Выбранный текст ::
*****

Бард Александр Городницкий: Очень глупо людям убивать друг друга

Физику и лирику, ленинградцу и петербуржцу, блокаднику и шестидесятнику, автору «Атлантов» уже 91 год. «Собеседник» дозвонился Александру Городницкому в Германию и поговорил о его любимом городе, о Киплинге, инопланетянах и конце света.

«Где бульвар колыхался в серебряном инее…»

– Александр Моисеевич, сегодня вы лечитесь в Германии и нечасто бываете в Петербурге. Скучаете по родному городу?

– К сожалению, я не был там уже два года. Год назад я встретил свой 90-летний юбилей в клинике в Гамбурге, после трех тяжелых операций. Сейчас я привязан к медицине, которая меня поддерживает. Моя жизнь, по сути, разделена на две почти равные части – лет по сорок пять каждая. Первая половина, примерно до 1972 года, в моем родном Питере, а вторая – в Москве. Два года назад у меня в Москве вышла книга стихов «Московское время». Сейчас в Петербурге вышла книга стихов «Мой Питер». В конце этой книги есть стихотворение, которое может быть ответом на ваш вопрос:

Что могу я сказать
о родном моем Питере?

*****

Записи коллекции
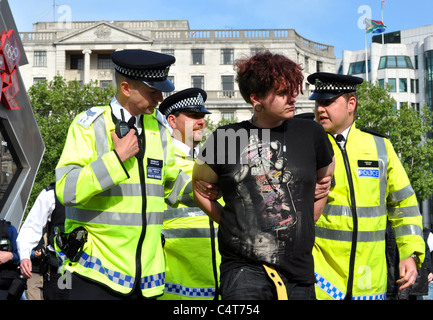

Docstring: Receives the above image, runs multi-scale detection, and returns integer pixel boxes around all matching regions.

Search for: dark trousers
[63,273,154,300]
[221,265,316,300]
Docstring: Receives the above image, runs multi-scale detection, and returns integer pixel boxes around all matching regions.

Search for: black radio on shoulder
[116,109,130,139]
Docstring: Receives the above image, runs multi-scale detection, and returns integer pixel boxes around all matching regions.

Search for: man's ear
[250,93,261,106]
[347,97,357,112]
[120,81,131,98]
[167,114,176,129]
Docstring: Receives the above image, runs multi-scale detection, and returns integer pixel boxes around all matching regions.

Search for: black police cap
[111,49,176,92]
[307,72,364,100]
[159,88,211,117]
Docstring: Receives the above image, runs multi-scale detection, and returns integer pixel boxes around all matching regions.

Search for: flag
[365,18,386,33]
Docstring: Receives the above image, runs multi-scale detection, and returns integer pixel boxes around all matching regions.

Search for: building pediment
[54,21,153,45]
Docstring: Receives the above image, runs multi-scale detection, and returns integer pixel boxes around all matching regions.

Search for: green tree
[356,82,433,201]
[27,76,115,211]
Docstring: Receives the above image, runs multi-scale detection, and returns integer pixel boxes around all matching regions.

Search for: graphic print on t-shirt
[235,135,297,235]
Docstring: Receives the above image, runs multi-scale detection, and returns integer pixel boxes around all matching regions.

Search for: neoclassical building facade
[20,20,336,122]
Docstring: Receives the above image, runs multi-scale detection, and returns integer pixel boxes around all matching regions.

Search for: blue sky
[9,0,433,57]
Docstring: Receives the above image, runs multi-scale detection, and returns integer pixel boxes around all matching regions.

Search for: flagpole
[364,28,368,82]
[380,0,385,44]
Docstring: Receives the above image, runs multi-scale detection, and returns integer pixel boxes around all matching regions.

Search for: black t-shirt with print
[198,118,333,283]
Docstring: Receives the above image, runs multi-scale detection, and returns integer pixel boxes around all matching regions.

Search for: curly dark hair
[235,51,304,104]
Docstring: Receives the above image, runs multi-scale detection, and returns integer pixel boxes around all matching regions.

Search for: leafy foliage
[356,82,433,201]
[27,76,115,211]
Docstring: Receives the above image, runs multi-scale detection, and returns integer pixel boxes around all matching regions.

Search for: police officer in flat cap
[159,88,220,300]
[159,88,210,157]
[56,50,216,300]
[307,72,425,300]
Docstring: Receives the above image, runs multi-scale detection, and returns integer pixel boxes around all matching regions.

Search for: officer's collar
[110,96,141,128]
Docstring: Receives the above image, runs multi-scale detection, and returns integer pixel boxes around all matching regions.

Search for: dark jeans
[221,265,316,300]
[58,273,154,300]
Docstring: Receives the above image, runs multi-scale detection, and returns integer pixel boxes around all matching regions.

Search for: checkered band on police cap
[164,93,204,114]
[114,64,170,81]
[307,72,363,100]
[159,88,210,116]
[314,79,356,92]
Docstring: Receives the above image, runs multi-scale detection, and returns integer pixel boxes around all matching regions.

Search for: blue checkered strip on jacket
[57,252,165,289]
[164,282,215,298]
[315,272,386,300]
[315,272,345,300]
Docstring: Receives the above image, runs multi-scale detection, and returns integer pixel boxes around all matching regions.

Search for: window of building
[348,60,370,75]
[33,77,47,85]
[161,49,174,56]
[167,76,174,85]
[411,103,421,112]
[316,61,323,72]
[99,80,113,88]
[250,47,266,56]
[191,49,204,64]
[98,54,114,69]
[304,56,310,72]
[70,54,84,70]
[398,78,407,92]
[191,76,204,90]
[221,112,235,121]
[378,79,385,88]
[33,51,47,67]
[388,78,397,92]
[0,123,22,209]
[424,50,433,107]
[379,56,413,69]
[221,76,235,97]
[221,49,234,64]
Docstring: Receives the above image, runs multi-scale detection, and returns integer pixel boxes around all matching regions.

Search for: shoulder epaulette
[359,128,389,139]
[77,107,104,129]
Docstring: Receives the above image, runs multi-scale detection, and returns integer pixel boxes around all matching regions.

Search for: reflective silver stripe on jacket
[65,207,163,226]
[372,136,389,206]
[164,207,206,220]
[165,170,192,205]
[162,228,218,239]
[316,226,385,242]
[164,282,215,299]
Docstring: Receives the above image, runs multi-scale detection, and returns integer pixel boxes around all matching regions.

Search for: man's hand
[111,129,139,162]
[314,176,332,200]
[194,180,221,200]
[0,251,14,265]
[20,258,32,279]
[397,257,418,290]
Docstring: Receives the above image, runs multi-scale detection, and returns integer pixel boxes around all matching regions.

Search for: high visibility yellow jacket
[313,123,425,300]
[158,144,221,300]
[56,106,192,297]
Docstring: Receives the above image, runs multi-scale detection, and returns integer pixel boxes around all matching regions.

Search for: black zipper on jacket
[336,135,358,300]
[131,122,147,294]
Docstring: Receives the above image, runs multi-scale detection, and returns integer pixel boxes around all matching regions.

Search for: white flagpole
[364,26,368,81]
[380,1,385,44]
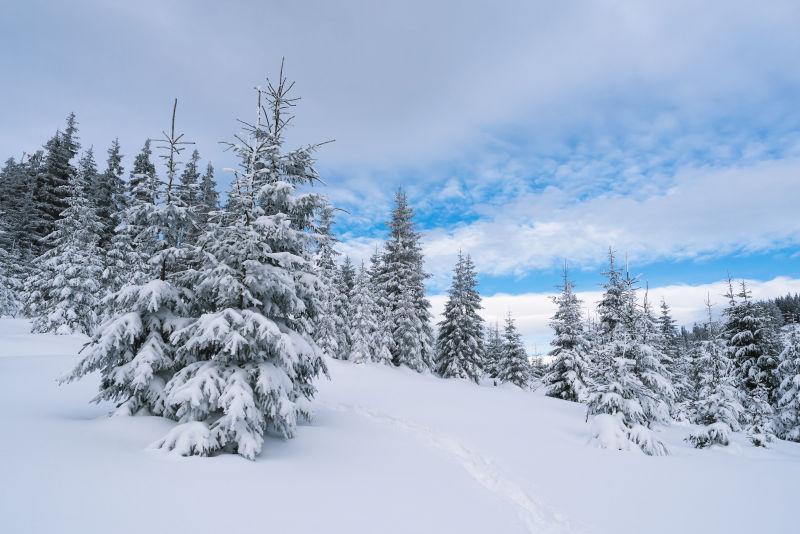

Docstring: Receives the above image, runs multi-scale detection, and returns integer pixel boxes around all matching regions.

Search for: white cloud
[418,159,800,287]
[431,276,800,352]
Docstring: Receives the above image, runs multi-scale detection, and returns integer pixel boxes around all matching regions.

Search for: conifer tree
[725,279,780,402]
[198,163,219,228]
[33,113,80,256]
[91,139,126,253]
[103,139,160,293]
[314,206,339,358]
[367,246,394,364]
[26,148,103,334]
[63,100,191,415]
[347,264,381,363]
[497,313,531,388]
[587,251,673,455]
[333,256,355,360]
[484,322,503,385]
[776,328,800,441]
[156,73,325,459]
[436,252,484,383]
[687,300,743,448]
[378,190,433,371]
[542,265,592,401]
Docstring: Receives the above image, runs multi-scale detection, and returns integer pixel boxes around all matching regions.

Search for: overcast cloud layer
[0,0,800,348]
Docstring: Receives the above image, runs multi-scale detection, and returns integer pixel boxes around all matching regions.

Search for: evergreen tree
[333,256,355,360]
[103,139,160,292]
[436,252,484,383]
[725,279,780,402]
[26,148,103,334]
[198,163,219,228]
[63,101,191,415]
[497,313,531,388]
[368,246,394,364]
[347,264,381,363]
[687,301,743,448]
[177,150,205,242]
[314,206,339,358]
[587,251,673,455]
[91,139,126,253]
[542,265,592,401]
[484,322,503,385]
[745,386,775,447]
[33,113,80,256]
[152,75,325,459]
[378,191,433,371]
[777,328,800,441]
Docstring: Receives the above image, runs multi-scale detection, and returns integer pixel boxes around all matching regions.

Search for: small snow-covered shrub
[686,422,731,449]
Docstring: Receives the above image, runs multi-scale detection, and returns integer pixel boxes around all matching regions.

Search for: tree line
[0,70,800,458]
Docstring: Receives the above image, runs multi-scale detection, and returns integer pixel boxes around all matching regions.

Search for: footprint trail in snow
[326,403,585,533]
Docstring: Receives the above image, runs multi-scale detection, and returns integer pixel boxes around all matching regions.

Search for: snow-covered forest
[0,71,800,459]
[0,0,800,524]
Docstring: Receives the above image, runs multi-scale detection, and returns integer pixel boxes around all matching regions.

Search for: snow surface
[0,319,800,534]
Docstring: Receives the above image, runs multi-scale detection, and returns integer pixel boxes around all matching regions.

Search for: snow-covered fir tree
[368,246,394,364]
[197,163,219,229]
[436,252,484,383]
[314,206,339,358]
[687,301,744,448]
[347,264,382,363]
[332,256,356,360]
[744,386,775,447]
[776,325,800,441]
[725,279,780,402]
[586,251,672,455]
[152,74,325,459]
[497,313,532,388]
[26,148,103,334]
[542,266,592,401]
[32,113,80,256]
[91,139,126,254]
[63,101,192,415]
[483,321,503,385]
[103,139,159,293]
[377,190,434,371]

*****

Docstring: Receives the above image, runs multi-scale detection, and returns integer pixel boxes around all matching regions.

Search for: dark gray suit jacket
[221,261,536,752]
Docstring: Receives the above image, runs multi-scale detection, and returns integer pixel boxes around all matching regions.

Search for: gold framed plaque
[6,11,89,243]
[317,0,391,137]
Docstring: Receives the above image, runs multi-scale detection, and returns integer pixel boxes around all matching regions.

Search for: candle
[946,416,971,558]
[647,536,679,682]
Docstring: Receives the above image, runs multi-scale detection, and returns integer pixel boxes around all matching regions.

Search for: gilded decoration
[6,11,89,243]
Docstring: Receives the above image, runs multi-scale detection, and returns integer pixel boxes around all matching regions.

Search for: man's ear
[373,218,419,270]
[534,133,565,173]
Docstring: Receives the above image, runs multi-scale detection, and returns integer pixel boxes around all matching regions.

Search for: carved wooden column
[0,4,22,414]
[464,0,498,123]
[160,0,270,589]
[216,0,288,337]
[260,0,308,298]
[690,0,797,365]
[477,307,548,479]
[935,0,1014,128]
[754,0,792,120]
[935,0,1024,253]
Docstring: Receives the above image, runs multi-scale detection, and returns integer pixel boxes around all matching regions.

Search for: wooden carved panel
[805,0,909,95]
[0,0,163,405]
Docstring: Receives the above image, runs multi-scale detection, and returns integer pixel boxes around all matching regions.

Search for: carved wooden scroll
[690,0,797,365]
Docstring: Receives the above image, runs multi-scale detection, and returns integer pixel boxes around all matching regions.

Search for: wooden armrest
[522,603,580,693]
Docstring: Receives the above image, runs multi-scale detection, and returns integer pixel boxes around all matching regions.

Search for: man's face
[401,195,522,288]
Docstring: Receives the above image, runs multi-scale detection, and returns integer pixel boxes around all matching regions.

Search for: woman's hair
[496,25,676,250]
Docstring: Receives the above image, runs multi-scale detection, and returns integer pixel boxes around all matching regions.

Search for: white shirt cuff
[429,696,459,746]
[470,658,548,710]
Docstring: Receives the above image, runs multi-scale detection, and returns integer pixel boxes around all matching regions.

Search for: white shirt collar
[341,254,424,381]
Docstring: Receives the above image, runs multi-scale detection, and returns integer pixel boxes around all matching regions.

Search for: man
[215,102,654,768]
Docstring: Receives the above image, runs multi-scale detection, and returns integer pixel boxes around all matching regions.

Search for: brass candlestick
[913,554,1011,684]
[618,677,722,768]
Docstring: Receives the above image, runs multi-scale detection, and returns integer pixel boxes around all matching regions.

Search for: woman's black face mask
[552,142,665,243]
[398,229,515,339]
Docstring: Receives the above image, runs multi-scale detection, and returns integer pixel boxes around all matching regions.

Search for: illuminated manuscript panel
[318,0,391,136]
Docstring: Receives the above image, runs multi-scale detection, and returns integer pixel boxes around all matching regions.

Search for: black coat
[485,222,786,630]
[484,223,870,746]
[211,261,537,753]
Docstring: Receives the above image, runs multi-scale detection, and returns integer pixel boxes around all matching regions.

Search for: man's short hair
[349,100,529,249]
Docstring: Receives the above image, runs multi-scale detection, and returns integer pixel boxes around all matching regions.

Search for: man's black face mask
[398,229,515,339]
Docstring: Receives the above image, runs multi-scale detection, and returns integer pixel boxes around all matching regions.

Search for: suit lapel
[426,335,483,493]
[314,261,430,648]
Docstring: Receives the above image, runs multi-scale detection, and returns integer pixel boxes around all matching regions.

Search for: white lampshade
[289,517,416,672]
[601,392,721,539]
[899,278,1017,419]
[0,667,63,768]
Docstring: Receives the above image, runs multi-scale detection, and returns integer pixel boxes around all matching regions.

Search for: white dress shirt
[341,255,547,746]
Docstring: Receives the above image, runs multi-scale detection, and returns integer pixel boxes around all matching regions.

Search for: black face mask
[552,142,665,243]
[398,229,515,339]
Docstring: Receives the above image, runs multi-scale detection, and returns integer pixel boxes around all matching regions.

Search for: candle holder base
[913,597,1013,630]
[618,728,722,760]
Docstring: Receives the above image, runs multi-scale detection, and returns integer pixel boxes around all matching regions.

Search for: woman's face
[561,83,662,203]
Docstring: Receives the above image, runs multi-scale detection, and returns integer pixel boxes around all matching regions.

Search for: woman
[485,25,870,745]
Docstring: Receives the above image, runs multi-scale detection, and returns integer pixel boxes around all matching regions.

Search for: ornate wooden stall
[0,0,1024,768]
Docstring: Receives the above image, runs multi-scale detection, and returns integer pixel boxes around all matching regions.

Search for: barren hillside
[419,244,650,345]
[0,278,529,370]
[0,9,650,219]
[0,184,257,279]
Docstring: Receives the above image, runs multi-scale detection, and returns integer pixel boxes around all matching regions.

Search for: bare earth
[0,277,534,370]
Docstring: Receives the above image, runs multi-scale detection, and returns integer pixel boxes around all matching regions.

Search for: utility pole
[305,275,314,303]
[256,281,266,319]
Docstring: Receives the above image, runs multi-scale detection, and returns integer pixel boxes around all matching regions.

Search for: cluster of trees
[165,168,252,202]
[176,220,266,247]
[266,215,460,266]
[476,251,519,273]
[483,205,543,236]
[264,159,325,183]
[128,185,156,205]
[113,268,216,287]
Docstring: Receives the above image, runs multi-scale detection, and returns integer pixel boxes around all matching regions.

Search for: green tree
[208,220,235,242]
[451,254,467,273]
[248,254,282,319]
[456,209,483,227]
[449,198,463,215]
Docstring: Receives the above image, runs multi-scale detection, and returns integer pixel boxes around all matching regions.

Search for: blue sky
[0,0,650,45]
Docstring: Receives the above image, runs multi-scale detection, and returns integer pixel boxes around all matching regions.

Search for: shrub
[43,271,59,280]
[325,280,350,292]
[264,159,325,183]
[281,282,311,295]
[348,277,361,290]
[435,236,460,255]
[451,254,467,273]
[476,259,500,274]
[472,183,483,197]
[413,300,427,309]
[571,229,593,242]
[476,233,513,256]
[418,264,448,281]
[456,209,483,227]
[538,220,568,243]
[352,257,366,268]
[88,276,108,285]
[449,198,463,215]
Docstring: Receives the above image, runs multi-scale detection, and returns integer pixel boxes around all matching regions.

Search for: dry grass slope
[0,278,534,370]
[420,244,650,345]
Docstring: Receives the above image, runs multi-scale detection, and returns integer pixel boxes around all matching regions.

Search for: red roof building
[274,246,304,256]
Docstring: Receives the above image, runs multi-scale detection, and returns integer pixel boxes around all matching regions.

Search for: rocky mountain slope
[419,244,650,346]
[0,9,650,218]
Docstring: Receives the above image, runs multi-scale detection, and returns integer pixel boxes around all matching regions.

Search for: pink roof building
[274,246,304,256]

*****

Условие задачи ::
Перепишите отрывок интервью от слов «Бард Александр Городницкий: Очень» до слов «и конце света.» включительно, поменяв «Германию» на «Гамбург».

Ответ к заданию ::
Бард Александр Городницкий: Очень глупо людям убивать друг друга

Физику и лирику, ленинградцу и петербуржцу, блокаднику и шестидесятнику, автору «Атлантов» уже 91 год. «Собеседник» дозвонился Александру Городницкому в Гамбург и поговорил о его любимом городе, о Киплинге, инопланетянах и конце света.